# DC Servo Motors with Encoders



## MyNightmare (Jan 8, 2011)

Okay could use a little assistance here.
I just traded someone on CL and received 10 SuperMini Harmonic Drive RH 14 series DC servo motors with encoders. My question is this, is there anyway to use these with say a Pololu micro 6? If not could you suggest a controller or should I just sell them on ebay and pick up some heavy duty RC servos? Here is a link with all the details.
http://www.harmonicdrive.net/media/support/catalogs/pdf/rh-dc-servo-catalog.pdf

Thanks in advance,
Rebecca


----------



## hedg12 (Jul 6, 2008)

Those are meant to be controlled by industrial controls - probably by a PLC of some sort. I'm afraid there's no easy way to control them with a hobby servo controller. They do appear to be nice servos - wish this years budget would allow me to make you an offer...
++++++
(Short problem 1):
Please reproduce the servo motor thread from "## MyNightmare (Jan" up to and including "all the details.", renaming "heavy duty" to "high-torque".
(Short problem 2):
Translate this sentence from the servo motor thread into Spanish: "Those are meant to be controlled by industrial controls - probably by a PLC of some sort."
(Short problem 3):
Pick up the servo motor thread after its last sentence and carry it on.
The entries after this point are separate material, unrelated to the servo motor thread.
++++++
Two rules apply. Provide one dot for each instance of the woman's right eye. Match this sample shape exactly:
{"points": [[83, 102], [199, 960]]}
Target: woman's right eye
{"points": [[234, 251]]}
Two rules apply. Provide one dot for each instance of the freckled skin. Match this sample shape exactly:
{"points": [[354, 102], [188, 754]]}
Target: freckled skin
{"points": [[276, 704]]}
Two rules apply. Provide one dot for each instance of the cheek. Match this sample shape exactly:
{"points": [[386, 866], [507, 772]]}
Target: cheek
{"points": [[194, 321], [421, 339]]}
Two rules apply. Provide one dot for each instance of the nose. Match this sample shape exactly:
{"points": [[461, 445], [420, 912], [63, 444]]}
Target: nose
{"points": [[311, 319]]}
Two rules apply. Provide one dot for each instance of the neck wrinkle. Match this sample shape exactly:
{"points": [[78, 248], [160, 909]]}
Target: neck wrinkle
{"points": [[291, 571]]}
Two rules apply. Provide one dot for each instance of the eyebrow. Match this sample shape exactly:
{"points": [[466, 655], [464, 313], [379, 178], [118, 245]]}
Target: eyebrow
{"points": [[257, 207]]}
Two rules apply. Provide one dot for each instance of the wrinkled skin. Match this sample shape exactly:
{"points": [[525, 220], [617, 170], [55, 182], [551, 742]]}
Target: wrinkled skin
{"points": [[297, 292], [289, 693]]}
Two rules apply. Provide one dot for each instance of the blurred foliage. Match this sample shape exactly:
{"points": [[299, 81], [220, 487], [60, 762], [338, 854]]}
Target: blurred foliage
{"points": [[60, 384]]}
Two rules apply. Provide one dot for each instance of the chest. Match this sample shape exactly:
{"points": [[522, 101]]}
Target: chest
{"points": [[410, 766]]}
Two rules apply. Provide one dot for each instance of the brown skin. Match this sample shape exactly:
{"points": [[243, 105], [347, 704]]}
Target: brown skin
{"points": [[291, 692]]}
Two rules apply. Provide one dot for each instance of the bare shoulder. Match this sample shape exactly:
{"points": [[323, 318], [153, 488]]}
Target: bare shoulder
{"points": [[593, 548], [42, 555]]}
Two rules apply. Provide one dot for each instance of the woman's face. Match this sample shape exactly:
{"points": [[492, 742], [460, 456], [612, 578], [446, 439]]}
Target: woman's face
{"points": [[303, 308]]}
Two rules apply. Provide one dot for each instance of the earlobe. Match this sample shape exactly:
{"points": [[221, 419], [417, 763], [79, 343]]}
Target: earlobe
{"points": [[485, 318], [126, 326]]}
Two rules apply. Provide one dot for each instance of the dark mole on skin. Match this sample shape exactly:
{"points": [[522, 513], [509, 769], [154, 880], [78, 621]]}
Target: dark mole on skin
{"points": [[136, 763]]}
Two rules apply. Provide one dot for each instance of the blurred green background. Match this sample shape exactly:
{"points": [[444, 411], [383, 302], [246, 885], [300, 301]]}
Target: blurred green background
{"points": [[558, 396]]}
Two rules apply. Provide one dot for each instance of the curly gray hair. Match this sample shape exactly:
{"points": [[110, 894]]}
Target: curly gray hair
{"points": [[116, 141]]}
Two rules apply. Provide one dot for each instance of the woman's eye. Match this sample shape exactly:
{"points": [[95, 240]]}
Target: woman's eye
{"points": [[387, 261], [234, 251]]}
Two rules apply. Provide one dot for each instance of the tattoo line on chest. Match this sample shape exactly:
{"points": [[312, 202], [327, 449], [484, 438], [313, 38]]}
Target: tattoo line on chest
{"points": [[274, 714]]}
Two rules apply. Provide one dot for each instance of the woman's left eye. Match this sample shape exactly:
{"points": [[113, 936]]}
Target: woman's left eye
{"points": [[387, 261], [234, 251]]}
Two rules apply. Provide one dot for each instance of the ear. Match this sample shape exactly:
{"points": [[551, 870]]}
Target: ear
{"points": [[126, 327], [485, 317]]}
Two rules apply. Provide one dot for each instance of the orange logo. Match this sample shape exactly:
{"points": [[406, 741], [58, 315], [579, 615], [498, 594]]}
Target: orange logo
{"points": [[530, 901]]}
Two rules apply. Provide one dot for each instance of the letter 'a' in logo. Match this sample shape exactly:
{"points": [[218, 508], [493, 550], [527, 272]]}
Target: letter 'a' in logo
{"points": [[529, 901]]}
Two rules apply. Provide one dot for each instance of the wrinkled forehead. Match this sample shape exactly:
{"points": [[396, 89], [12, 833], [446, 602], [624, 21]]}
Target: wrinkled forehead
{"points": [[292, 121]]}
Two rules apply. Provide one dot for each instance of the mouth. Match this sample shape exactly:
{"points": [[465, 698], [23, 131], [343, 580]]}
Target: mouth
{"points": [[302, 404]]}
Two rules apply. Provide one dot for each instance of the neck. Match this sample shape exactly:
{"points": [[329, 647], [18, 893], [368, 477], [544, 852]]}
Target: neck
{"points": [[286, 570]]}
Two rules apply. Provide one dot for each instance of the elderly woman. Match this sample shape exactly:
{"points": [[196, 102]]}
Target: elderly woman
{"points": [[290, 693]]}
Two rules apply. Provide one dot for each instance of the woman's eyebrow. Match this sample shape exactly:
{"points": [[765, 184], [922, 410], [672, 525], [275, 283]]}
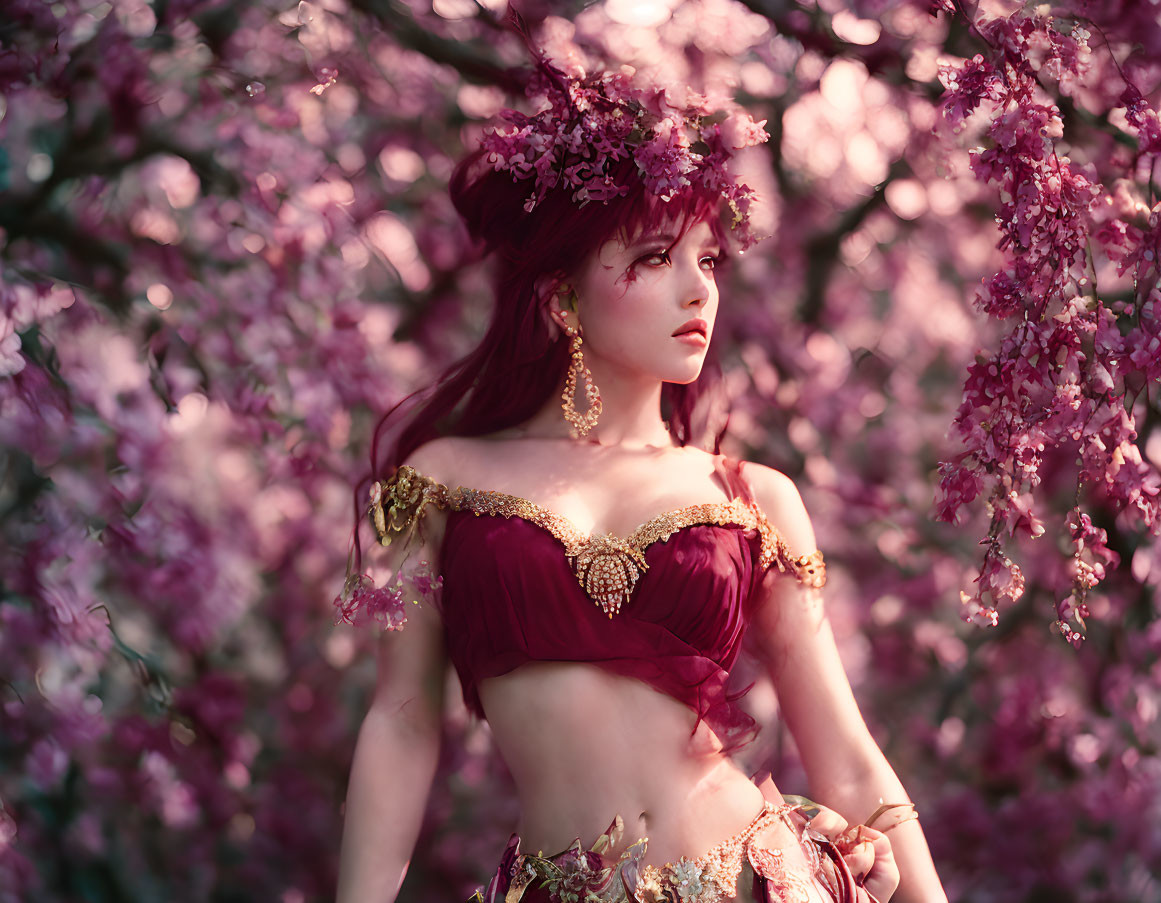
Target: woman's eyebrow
{"points": [[653, 239]]}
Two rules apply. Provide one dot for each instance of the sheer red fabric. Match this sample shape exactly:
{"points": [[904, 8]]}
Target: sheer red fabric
{"points": [[510, 597]]}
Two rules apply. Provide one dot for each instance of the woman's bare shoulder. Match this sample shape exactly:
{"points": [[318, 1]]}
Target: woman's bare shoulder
{"points": [[453, 461], [781, 503]]}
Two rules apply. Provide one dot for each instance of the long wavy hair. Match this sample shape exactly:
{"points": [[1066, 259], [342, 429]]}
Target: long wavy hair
{"points": [[521, 360]]}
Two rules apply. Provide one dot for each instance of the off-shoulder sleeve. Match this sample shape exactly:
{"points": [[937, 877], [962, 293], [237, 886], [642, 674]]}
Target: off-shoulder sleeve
{"points": [[809, 570], [397, 514]]}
++++++
(Final answer 1):
## MyNightmare (Jan 8, 2011)

Okay could use a little assistance here.
I just traded someone on CL and received 10 SuperMini Harmonic Drive RH 14 series DC servo motors with encoders. My question is this, is there anyway to use these with say a Pololu micro 6? If not could you suggest a controller or should I just sell them on ebay and pick up some high-torque RC servos? Here is a link with all the details.

(Final answer 2):
Están pensados para ser controlados por controles industriales, probablemente por algún tipo de PLC.

(Final answer 3):
----------



## MyNightmare (Jan 8, 2011)

Yeah, that's what I thought. I have one on Ebay right now, i'll see how it goes 1 bidder so far at $50, I think if I could sell all 10 at that rate I should be able to get a few nice RC servos.


----------



## MyNightmare (Jan 8, 2011)

Sold 8 on ebay at 125 each. Have 2 more a little different I will keep to play with in the future.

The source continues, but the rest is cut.